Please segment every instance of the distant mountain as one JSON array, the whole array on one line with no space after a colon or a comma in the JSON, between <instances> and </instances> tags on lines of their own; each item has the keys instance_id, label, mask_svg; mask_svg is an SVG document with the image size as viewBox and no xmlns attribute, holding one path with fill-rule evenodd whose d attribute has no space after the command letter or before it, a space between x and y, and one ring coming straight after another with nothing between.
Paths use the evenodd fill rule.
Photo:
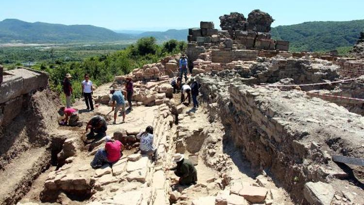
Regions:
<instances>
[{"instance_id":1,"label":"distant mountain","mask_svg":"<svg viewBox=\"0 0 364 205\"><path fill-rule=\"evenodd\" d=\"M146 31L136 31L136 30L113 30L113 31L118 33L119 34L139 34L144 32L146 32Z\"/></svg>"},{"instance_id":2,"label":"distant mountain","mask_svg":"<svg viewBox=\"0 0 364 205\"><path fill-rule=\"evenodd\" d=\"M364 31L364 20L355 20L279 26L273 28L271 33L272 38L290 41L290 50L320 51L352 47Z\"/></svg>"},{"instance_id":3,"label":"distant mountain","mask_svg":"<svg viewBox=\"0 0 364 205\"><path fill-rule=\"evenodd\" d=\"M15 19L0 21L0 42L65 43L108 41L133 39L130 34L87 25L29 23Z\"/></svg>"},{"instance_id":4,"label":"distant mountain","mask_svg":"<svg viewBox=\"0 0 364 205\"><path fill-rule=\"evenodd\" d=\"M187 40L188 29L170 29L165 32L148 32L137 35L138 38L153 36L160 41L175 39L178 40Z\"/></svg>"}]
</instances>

...

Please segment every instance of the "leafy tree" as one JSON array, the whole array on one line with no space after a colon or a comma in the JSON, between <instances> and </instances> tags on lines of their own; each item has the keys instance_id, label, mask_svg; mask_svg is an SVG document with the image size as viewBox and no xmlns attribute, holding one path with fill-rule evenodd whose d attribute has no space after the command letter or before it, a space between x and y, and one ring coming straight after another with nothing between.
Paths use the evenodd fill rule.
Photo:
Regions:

## Tarea indicada
Filtra los registros anteriores y copia cada línea que contenga la cadena "attribute", distinguiendo entre mayúsculas y minúsculas.

## Resultado obtenido
Please segment every instance of the distant mountain as one JSON array, the whole array on one line with no space after a colon or a comma in the JSON, between <instances> and </instances> tags on lines of their own; each item has the keys instance_id, label, mask_svg; mask_svg is an SVG document with the image size as viewBox and no xmlns attribute, holding one path with fill-rule evenodd whose d attribute has no space after the command letter or before it, a space between x and y, and one ring coming straight after another with nothing between.
Please segment every instance of the "leafy tree" as one JSON array, the whole array on one line with no space after a colon or a comma in the JSON, between <instances> and </instances> tags on lines of their own; each item has the keys instance_id, label, mask_svg; mask_svg is an SVG document with the image size as viewBox and no xmlns attribute, holding one path with fill-rule evenodd whose d attribute has no space after the command letter or before it, a space between x and y, and one ring coming straight after another with nothing between.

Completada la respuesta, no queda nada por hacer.